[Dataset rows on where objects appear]

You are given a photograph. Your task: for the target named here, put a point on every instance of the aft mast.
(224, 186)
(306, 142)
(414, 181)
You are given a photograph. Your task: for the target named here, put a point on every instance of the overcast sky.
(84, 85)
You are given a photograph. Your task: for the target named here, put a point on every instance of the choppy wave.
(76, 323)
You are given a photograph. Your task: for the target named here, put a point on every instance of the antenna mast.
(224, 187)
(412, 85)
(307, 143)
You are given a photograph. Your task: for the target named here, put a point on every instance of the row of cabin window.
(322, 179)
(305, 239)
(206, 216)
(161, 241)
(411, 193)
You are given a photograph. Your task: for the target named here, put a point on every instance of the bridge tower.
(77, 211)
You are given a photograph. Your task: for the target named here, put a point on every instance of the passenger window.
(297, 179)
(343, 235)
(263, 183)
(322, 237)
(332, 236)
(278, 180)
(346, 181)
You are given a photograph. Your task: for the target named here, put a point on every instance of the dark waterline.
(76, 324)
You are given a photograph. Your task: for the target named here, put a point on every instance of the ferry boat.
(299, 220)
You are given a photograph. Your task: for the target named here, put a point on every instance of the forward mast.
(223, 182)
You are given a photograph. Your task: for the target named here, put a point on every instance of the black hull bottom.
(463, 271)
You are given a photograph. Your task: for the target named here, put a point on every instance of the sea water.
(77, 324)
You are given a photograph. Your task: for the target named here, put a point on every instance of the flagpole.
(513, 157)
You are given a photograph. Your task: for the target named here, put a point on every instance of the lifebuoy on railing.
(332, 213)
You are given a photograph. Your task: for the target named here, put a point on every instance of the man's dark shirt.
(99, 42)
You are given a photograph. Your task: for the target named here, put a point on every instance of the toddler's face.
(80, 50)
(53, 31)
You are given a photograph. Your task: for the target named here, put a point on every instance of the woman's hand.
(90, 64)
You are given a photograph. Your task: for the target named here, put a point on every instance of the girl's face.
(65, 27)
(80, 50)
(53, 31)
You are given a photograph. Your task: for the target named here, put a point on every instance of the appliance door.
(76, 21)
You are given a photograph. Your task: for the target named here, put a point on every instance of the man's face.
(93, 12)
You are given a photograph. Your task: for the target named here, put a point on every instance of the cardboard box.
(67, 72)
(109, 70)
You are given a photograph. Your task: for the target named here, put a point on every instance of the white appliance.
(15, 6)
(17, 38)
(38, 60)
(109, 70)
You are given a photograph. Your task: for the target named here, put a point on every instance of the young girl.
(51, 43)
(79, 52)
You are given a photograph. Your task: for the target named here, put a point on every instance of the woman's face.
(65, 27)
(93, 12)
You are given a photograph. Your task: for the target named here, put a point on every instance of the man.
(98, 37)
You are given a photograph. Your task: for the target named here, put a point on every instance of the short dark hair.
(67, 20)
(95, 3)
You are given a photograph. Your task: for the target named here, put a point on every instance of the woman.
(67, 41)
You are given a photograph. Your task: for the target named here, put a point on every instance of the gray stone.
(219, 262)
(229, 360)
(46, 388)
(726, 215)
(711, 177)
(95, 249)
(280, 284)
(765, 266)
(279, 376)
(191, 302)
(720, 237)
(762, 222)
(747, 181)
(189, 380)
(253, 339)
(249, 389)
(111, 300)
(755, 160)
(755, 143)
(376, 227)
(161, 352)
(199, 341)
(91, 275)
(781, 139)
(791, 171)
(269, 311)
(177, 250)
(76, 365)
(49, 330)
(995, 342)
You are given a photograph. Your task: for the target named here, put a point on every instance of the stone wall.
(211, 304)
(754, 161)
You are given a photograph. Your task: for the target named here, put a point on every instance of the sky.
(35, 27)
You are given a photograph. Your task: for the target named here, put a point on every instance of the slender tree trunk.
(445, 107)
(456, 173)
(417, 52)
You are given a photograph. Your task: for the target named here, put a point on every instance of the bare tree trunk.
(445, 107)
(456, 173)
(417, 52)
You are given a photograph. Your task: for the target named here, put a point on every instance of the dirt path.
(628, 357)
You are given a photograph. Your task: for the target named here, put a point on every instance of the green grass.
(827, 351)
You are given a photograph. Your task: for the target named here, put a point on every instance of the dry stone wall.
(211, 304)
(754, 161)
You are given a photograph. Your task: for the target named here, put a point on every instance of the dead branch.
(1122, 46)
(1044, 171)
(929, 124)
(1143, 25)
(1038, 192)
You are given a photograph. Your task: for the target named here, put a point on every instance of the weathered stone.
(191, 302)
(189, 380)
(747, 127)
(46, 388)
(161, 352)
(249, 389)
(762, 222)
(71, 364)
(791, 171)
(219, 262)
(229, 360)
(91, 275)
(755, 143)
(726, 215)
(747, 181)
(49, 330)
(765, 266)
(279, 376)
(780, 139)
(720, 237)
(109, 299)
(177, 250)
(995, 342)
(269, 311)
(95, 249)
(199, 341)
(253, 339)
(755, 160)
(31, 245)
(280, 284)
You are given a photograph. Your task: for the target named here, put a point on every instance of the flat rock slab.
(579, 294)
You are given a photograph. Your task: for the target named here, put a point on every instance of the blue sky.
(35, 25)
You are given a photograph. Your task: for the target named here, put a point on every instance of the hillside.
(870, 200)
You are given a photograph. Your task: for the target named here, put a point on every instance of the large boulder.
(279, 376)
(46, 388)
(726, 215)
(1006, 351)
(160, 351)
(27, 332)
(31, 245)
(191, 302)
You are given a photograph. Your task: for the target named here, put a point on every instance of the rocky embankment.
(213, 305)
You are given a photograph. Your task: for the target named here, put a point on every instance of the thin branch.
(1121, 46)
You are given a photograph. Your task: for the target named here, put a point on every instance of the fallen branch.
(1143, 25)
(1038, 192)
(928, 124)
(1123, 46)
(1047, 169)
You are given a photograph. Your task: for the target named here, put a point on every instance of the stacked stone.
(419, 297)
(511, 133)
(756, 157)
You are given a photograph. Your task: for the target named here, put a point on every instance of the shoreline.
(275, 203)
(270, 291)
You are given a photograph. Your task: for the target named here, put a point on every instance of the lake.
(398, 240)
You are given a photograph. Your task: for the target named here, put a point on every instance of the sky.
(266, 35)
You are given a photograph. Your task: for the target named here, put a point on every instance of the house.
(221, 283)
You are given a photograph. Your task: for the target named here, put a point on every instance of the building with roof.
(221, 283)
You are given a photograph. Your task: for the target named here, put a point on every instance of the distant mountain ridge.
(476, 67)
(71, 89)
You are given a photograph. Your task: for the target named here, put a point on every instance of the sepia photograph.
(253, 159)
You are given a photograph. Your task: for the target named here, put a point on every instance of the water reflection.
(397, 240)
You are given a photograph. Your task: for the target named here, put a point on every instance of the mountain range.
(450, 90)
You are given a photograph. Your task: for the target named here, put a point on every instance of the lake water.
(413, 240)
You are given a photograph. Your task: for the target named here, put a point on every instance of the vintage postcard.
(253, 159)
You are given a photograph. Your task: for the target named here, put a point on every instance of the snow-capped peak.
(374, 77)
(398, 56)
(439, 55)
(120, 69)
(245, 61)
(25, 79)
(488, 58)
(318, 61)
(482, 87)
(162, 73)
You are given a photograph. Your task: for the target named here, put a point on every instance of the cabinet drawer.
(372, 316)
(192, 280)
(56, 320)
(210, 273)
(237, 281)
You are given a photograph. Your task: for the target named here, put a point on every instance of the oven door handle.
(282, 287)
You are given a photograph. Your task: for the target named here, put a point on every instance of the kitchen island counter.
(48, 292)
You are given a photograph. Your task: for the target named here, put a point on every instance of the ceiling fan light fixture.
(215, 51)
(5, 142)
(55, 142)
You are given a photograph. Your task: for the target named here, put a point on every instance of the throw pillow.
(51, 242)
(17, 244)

- Exercise aim
Recopy the entries above exactly, with every line included.

- Response below
You are given a photograph. Your task: for the target named here, put a point on every instance of the aft mast.
(224, 186)
(306, 142)
(414, 181)
You are given a photograph. Your task: for the target named here, put a point on every instance of the overcast sky.
(84, 85)
You are given a photograph. Your task: for the target named here, put a point on every instance of the choppy wave.
(76, 323)
You are given a photograph. Your task: for the target named here, put a point on every instance of the antenna mast.
(224, 187)
(412, 85)
(307, 143)
You are given a photograph. Your task: for the target named here, put a point on every instance of the row of cabin window.
(322, 179)
(305, 239)
(206, 216)
(161, 241)
(411, 193)
You are given a photograph. Your task: for the target named here, put a point on every instance of the bridge tower.
(77, 211)
You are given a photograph. Your task: for the target named here, put a point on every instance of the passenger window.
(297, 179)
(343, 235)
(263, 183)
(322, 237)
(332, 236)
(278, 180)
(346, 181)
You are given a photograph. Your task: for the target named here, put a point on every instance of the dark waterline.
(76, 324)
You are given a photograph. Your task: for the target named here, put a point on every instance of the ferry boat.
(299, 220)
You are given a photograph. Your task: for the target named here, put a point on every instance of the forward mast.
(223, 182)
You are given a photograph. Your task: for the target named here, put a point on every instance of the black hull bottom.
(463, 271)
You are given a photograph. Your task: for the target named here, put a point on every instance of the sea water.
(77, 324)
You are given a photograph. Your task: for the target named here, put a point on every instance of the flagpole.
(513, 157)
You are given a photograph. Your task: for the target named here, put a point on every instance of the lifebuoy on railing.
(332, 213)
You are given a photograph. Your task: for the target named here, put a point on every instance of the man's dark shirt.
(99, 42)
You are given a photograph. Your task: for the target named here, put a point on every instance of the toddler's face.
(80, 50)
(53, 31)
You are given a photograph. Your task: for the target named here, put a point on every instance of the woman's hand.
(90, 64)
You are given a photograph. Your task: for the target named here, put a point on every instance of the girl's face.
(65, 27)
(80, 50)
(53, 31)
You are given a photograph. Your task: for the target named here, put a point on every instance of the appliance door.
(76, 21)
You are given a photograph. Your task: for the target named here, put a point on every instance of the man's face.
(93, 12)
You are given a photograph. Your task: for the target named here, put a point on every instance of the cardboard box.
(67, 72)
(109, 70)
You are given a photograph. Your task: for the target named here, put a point on every instance of the white appliance.
(15, 6)
(17, 38)
(38, 60)
(109, 70)
You are given a photograph. Your task: for the target named here, put a point on every instance of the young girl.
(51, 43)
(79, 52)
You are given a photograph. Your task: for the target named here, put a point on every instance of the woman's face.
(65, 27)
(93, 12)
You are given a photograph. Your task: for the target named here, put a point on every instance of the man.
(98, 37)
You are given a photograph. Your task: for the target named here, put a point on every instance of the short dark hair.
(67, 20)
(95, 3)
You are given a photograph. Your task: for the target named here, put a point on every instance of the woman.
(67, 41)
You are given a photograph. Your task: for the target named here, put a point on every instance of the gray stone.
(219, 262)
(229, 360)
(46, 388)
(726, 215)
(711, 177)
(95, 249)
(280, 284)
(765, 266)
(279, 376)
(191, 302)
(720, 237)
(762, 222)
(747, 181)
(189, 380)
(253, 339)
(249, 389)
(111, 300)
(755, 160)
(755, 143)
(376, 227)
(161, 352)
(199, 341)
(91, 275)
(781, 139)
(791, 171)
(269, 311)
(177, 250)
(76, 365)
(49, 330)
(995, 342)
You are given a photograph. Your task: for the target named here, put a point on every instance of the stone wall.
(211, 304)
(754, 161)
You are given a photograph. Your task: for the target named here, put a point on every instance of the sky.
(35, 27)
You are given a photograph. Your task: for the target named here, put a point on every instance of the slender tree trunk.
(445, 107)
(456, 173)
(417, 52)
You are given a photograph. Your task: for the target named here, put a point on every instance of the bare tree trunk.
(445, 107)
(456, 173)
(417, 52)
You are given a photograph. Your task: for the target named here, put a point on every instance of the dirt path.
(628, 357)
You are given a photograph. Your task: for the target named here, put a point on every instance of the green grass.
(827, 351)
You are given a photograph. Your task: for the target named here, put a point on every instance of the dry stone wall.
(211, 304)
(754, 161)
You are given a photograph. Your task: for the target named here, put a point on every instance of the dead branch.
(1122, 46)
(1044, 171)
(929, 124)
(1143, 25)
(1038, 192)
You are given a photograph. Your task: for the target named here, put a point on every instance of the weathered stone.
(191, 302)
(189, 380)
(747, 127)
(46, 388)
(161, 352)
(249, 389)
(762, 222)
(71, 364)
(791, 171)
(219, 262)
(229, 360)
(91, 275)
(755, 143)
(726, 215)
(747, 181)
(49, 330)
(765, 266)
(279, 376)
(780, 139)
(720, 237)
(109, 299)
(177, 250)
(995, 342)
(269, 311)
(95, 249)
(199, 341)
(253, 339)
(755, 160)
(31, 245)
(280, 284)
You are given a photograph. Your task: for the target named here, put a point on every instance of the flat rock slab.
(579, 294)
You are given a photograph. Your task: for the target named here, put a point on every instance of the blue sky.
(35, 25)
You are given a photograph. Your task: for the target named here, put a point on every instance of the hillside.
(870, 200)
You are given a photograph. Your task: for the target named here, put a point on every instance of the large boulder.
(279, 376)
(46, 388)
(726, 215)
(1006, 351)
(160, 351)
(27, 332)
(31, 245)
(191, 302)
You are given a photograph. Your task: for the target named here, put a point on every instance of the rocky embankment.
(213, 305)
You are given a photograph. Your task: for the target named here, put a point on every instance of the thin branch.
(1121, 46)
You are given a photograph. Your task: for the target named here, put a point on every instance of the fallen branch.
(1143, 25)
(1038, 192)
(928, 124)
(1123, 46)
(1047, 169)
You are given a photograph. Your task: for the target named here, put a point on every instance of the stacked stone.
(419, 297)
(511, 133)
(756, 157)
You are given a photograph. Your task: for the target named here, put a point on every instance of the shoreline.
(275, 203)
(270, 291)
You are given a photograph. Your task: for the target named here, put a point on every instance of the lake.
(398, 240)
You are given a photograph. Your task: for the target named here, put a point on every instance of the sky.
(266, 35)
You are given a photograph. Your task: for the target named here, put a point on every instance of the house.
(221, 283)
You are given a photograph. Your task: for the target named here, put a point on every instance of the building with roof.
(221, 283)
You are given a photograph. Your task: for the target named here, put a point on every instance of the distant mountain ridge.
(476, 67)
(71, 89)
You are given a photograph. Your task: for the target named here, put a point on every instance of the sepia photograph.
(253, 159)
You are given a photograph. Your task: for the target named here, put a point on every instance of the water reflection.
(397, 240)
You are given a photograph. Your task: for the target named here, put a point on every instance of the mountain range.
(450, 90)
You are given a photograph. Your task: for the target named here, put a point on every instance of the lake water.
(413, 240)
You are given a photograph. Your task: for the target named here, put a point on every instance of the vintage postcard.
(253, 159)
You are given a photograph. Your task: for the target named here, put a point on every instance of the snow-capped peak.
(374, 77)
(398, 56)
(439, 55)
(120, 69)
(245, 61)
(25, 79)
(488, 58)
(318, 61)
(482, 87)
(162, 73)
You are given a photograph. Your task: for the target named here, put a point on every instance of the cabinet drawer.
(372, 316)
(192, 280)
(56, 320)
(210, 273)
(237, 281)
You are given a photograph. Your task: for the target named here, put a point on every instance of the oven door handle.
(282, 287)
You are given a photograph. Your task: for the target named here, put a point on every instance of the kitchen island counter.
(48, 292)
You are given a photograph. Your task: for the target named here, put a point on every instance of the ceiling fan light fixture.
(215, 51)
(5, 142)
(55, 142)
You are given a photograph. Your task: for the target named here, put a point on every instance of the throw pillow.
(51, 242)
(17, 244)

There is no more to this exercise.